Exercise description — Word for word, restate the entries below from their first line through the line that contains "sample | [143, 110]".

..............................

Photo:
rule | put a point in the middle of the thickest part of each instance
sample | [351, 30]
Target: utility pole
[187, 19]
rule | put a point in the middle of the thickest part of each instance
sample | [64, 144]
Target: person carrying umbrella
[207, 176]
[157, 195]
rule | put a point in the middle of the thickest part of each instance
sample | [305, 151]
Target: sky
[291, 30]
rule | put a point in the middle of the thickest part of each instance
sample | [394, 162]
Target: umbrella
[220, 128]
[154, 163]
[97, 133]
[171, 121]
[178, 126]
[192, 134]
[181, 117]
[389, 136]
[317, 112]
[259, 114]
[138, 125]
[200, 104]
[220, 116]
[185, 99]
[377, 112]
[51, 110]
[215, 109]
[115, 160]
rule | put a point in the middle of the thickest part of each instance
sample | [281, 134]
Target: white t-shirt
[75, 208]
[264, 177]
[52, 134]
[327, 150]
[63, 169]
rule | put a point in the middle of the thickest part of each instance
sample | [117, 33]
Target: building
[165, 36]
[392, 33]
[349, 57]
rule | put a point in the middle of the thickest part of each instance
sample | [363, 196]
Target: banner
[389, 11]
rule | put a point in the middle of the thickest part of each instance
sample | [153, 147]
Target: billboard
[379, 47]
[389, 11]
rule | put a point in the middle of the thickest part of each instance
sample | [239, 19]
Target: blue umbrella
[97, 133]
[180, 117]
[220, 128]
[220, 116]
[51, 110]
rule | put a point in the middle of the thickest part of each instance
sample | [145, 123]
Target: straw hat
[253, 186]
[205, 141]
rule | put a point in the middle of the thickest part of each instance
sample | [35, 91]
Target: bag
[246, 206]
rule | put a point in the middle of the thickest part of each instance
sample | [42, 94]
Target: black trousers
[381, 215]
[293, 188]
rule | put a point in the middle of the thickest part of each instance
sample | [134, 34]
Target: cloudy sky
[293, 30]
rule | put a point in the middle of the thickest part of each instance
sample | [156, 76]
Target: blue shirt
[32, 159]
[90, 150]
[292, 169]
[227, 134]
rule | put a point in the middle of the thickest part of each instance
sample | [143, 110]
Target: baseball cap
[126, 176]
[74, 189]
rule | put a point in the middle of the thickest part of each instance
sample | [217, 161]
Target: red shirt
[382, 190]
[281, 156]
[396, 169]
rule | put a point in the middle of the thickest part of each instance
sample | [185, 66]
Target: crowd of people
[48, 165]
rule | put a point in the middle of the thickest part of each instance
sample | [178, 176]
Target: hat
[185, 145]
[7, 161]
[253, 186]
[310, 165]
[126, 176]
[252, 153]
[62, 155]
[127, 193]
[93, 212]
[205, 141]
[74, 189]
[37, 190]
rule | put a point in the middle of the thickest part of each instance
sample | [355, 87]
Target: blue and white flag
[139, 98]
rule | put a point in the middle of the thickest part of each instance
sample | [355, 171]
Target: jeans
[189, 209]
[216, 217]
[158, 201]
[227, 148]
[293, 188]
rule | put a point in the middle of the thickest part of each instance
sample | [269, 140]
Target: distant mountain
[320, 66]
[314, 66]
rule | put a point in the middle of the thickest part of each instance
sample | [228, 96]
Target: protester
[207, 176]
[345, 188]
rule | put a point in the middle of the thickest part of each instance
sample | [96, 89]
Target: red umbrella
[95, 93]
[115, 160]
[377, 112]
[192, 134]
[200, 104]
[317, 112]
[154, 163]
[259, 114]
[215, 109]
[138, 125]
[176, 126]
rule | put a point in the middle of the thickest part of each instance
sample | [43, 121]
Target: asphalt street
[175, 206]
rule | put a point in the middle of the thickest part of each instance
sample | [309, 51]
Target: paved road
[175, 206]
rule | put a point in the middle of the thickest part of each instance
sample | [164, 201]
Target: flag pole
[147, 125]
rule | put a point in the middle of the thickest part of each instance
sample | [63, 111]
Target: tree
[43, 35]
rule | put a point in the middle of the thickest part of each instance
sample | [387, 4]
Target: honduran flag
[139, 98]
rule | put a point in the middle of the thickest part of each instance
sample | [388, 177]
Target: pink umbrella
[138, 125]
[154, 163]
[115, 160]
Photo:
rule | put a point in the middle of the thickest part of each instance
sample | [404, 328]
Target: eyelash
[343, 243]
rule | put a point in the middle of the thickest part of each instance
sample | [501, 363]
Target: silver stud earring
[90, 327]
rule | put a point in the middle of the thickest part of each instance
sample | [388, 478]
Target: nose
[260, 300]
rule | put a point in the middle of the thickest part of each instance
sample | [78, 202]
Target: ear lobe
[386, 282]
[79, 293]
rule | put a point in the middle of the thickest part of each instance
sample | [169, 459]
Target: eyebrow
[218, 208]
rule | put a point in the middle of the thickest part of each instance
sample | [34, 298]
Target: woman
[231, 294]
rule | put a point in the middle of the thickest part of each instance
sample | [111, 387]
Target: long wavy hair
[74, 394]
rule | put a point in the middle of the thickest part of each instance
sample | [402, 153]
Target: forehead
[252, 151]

..............................

Response area —
Photo:
rule | put a point in the middle of the thickest part of each instance
sample | [351, 30]
Target: utility pole
[187, 19]
rule | put a point in the middle of the thickest part of each instance
sample | [64, 144]
Target: person carrying umbrella
[207, 176]
[157, 195]
rule | put a point in the middle of the thickest part of each instance
sample | [305, 151]
Target: sky
[291, 30]
rule | put a point in the middle of the thickest part of each instance
sample | [394, 162]
Target: umbrella
[220, 128]
[154, 163]
[97, 133]
[171, 121]
[178, 126]
[192, 134]
[181, 117]
[389, 136]
[317, 112]
[259, 114]
[138, 125]
[200, 104]
[220, 116]
[185, 99]
[377, 112]
[51, 110]
[215, 109]
[115, 160]
rule | put a point in the middle of the thickest part of each instance
sample | [281, 134]
Target: white t-shirt
[75, 208]
[264, 177]
[52, 134]
[327, 150]
[63, 169]
rule | put a point in the middle of the thickest part of each instance
sample | [117, 33]
Target: building
[165, 36]
[392, 33]
[349, 57]
rule | put a point in the middle of the thickest part of each instance
sample | [363, 196]
Target: banner
[389, 11]
rule | put a point in the middle of the thickest part of each instance
sample | [153, 147]
Target: billboard
[379, 47]
[389, 11]
rule | put a point in the middle of the thickest part of each instance
sample | [239, 19]
Target: blue umbrella
[97, 133]
[180, 117]
[220, 128]
[220, 116]
[51, 110]
rule | put a point in the middle of the thickest part of each instance
sample | [145, 123]
Target: straw hat
[253, 186]
[205, 141]
rule | put a point in the middle of the thickest part of each instance
sample | [35, 91]
Target: bag
[246, 206]
rule | put a point in the middle of the thickest part of each instance
sample | [42, 94]
Target: black trousers
[381, 215]
[293, 188]
rule | put a point in the middle of the thickest part of each instance
sample | [134, 34]
Target: cloudy sky
[293, 30]
rule | put a point in the middle of the thickest part of each instance
sample | [156, 76]
Target: blue shirt
[32, 159]
[90, 150]
[292, 169]
[227, 134]
rule | put a point in the middle of the thickest part of each instance
sample | [143, 110]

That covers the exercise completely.